start RECORDS FOR PROCESSING

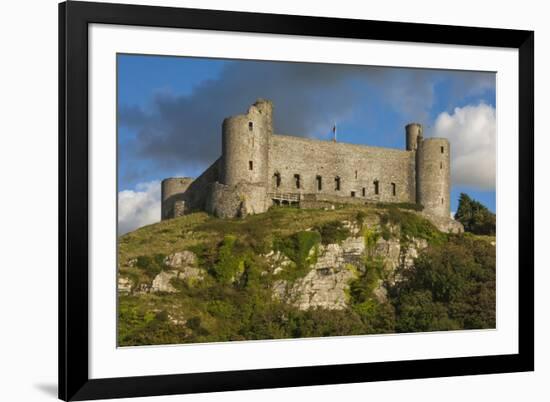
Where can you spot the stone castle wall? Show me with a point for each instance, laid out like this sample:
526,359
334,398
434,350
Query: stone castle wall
356,167
256,165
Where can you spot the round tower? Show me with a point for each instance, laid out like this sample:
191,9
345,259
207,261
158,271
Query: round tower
245,145
413,132
433,176
173,197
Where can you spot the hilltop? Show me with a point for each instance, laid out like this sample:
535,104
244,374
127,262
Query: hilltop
346,270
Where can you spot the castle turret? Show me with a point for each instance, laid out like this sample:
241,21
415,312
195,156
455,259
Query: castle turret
245,145
433,176
173,197
413,132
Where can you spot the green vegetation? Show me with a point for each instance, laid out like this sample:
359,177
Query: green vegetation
333,232
475,217
411,225
451,286
298,248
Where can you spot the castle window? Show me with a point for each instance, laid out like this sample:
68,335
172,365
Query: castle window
297,180
277,179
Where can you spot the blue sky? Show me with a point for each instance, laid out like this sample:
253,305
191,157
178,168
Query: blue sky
170,111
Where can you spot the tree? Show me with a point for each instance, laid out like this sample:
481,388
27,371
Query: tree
475,217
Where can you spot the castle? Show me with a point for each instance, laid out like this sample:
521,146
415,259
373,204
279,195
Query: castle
259,168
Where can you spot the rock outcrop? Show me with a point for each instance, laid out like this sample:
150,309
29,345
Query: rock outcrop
326,284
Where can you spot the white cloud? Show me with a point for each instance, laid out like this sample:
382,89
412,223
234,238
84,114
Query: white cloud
138,208
471,131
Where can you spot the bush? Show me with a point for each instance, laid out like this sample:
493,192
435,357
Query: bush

end RECORDS FOR PROCESSING

Copy out the data above line by line, without changing a word, and leave out the pictures.

§ **CORRECT ANSWER**:
Where can you spot the stone castle wall? Show me with a point for each instance, laid out like this sample:
526,359
334,398
434,350
Query: stone castle wall
356,167
256,165
Where can you spot the round tower? Show me with a point for each instance, laid out like this sample:
191,9
345,259
207,261
158,271
Query: round tower
245,145
413,132
433,176
173,197
Where can you spot the hilltop? Show me with a point for each instance, laid out like this sample:
535,104
244,374
127,262
Query: hilltop
346,270
Where can you spot the castle turret? Show me with a point for each instance, laid out like this sample:
241,21
415,312
195,156
455,259
Query: castle turret
245,145
433,176
173,197
413,132
Where can you spot the green vegetation? Show me with a point for each instance, laid out like this sample:
359,177
Query: green vegetation
333,232
475,217
411,225
451,286
298,248
Where can you spot the castle window? Show me with a point for each instance, laid out like this sample:
68,335
172,365
Query: castle window
297,180
277,179
Where can you spot the blue sky? Show me with a point for each instance, laid out like this sample:
253,305
191,157
178,168
Query: blue sky
170,111
Where can you spot the tree? Show me with a point for each instance, laid out like this sample:
481,388
27,371
Query: tree
475,217
Where can you spot the castle? Show me with a point for each instance, laid out like this sample:
521,146
415,259
373,204
279,195
Query: castle
259,168
Where can you spot the rock outcrop? Show me with a point for each instance, laid out like this sample:
150,309
29,345
Query: rock outcrop
326,284
Where can you spot the white cloud? Show me with a point for each instance, laid out like this sample:
382,89
412,223
234,238
84,114
Query: white cloud
138,208
471,131
Where can you spot the bush? Show me with a point for each instance, laid out like this sample:
493,192
435,357
Query: bush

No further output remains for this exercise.